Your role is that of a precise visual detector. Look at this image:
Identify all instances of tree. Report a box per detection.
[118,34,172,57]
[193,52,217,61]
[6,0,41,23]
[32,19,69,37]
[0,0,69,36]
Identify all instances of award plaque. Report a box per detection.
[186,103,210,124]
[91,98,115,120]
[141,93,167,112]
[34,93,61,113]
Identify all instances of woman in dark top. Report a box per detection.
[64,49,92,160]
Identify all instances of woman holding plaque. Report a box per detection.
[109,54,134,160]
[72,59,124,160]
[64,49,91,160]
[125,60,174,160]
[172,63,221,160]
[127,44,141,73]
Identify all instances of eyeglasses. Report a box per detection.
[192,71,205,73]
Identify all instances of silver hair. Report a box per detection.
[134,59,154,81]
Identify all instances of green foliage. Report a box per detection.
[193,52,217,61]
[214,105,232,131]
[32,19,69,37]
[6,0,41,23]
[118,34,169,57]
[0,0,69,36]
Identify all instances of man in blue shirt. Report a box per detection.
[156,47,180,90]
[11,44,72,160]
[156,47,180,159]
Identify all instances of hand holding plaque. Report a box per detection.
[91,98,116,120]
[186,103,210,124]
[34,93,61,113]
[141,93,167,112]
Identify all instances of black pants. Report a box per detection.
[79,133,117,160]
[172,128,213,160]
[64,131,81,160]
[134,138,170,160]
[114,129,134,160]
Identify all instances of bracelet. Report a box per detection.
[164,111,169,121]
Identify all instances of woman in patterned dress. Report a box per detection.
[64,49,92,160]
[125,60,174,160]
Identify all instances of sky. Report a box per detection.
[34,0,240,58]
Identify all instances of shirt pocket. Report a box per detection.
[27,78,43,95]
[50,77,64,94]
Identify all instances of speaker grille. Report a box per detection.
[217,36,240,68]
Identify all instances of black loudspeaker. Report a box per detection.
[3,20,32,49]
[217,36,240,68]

####

Could you convert every line of the material above into a numbered list, skipping any blank lines?

1. Your role is that of a precise visual detector. Look at this image:
2. Identify all instances of tree. Report a box per detection.
3. [118,34,172,57]
4. [193,52,217,61]
5. [6,0,41,23]
6. [32,19,69,37]
7. [0,0,69,36]
8. Identify all instances of award plaque. Report a box per detection.
9. [186,103,210,124]
10. [91,98,115,120]
11. [141,93,167,112]
12. [34,93,61,113]
13. Identify all instances of woman in dark top. Report a box per detection.
14. [64,49,92,160]
15. Identify all instances of woman holding plaque. Report a box per detection.
16. [109,54,134,160]
17. [72,59,124,160]
18. [64,49,91,160]
19. [125,60,174,160]
20. [172,63,221,160]
21. [127,44,141,73]
22. Identify all instances of eyeglasses. Report a box per detection.
23. [192,71,205,73]
24. Identify all instances of silver hair. Report a box per detection.
25. [134,59,154,81]
26. Identify all instances of green foliage. Report a box per detection.
27. [193,52,217,61]
28. [214,105,232,131]
29. [32,19,69,37]
30. [6,0,41,23]
31. [118,34,169,57]
32. [0,0,69,36]
33. Identify all instances of man in blue shirt. Report a box per detection.
34. [156,47,180,90]
35. [11,44,72,160]
36. [156,47,180,159]
37. Identify all instances of hand holding plaque. Report a box per detection.
38. [91,98,116,120]
39. [186,103,210,124]
40. [34,93,61,113]
41. [141,93,167,112]
42. Identify all instances of black pants. Report a box per detection.
43. [79,133,117,160]
44. [172,128,213,160]
45. [64,131,81,160]
46. [134,138,170,160]
47. [114,129,134,160]
48. Identify all instances of bracelet. Report a box per detection.
49. [164,111,169,121]
50. Identify all instances of woman in patterned dress. Report a box per detection.
51. [64,49,92,160]
52. [125,60,174,160]
53. Identify all instances of sky. Report a box per detection.
54. [34,0,240,58]
55. Identify all instances of shirt pocket. Report a box per detection.
56. [27,78,43,95]
57. [50,77,64,94]
58. Identify all instances of speaker grille. Report a box per detection.
59. [217,36,240,68]
60. Identify all instances of black loudspeaker. Report a box per detection.
61. [3,20,32,49]
62. [217,36,240,68]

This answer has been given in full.